## THE REQUEST:
Count how many lines in the records contain the string "stone", treating uppercase and lowercase as different. Give only the number.

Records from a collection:

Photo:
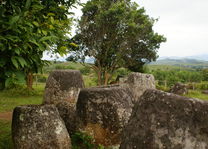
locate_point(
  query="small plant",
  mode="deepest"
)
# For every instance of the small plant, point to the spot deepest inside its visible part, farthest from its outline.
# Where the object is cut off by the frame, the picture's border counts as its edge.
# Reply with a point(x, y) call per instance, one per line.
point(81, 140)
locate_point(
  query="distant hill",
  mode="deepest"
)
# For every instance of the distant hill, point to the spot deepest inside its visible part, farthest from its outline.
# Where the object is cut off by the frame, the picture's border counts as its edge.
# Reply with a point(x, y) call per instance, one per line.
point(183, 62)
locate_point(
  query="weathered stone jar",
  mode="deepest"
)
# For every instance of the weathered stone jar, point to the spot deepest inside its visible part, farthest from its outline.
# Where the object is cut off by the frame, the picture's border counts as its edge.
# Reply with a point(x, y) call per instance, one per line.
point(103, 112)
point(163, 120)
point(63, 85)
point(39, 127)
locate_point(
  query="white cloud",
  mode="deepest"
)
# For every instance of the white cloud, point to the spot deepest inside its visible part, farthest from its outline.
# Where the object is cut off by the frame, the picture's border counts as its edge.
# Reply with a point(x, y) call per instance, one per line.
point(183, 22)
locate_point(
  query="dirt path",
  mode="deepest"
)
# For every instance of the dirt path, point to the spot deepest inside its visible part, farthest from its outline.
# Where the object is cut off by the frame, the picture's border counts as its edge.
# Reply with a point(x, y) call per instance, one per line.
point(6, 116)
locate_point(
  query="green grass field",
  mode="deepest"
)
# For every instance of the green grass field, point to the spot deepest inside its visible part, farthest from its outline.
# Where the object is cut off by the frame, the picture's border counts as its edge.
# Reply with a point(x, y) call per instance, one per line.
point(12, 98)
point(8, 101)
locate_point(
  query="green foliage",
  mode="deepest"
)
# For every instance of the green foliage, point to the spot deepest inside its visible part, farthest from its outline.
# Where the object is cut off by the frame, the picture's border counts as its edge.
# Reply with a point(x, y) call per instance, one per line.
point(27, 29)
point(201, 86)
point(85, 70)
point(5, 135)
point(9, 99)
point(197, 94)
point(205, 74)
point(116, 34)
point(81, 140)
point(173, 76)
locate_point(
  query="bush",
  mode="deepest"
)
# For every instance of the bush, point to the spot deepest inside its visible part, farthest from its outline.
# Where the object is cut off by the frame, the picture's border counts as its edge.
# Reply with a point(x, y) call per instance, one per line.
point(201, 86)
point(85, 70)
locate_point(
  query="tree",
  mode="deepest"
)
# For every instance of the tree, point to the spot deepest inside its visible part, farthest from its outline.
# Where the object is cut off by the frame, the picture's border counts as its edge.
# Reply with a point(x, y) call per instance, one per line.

...

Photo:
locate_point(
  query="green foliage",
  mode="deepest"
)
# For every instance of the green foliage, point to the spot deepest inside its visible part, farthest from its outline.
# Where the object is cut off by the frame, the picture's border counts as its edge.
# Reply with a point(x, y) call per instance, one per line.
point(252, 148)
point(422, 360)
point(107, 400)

* * *

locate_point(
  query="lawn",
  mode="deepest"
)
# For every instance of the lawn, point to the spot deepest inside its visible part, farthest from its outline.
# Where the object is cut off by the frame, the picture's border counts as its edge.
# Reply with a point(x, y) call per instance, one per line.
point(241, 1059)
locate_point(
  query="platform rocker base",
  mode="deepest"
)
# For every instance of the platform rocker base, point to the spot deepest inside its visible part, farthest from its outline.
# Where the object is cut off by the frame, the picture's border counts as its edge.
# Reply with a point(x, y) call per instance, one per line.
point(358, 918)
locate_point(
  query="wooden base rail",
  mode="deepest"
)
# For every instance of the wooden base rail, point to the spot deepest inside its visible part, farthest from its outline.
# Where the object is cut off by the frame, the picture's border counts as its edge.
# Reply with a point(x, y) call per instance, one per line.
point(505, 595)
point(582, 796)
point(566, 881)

## EXERCISE SOLUTION:
2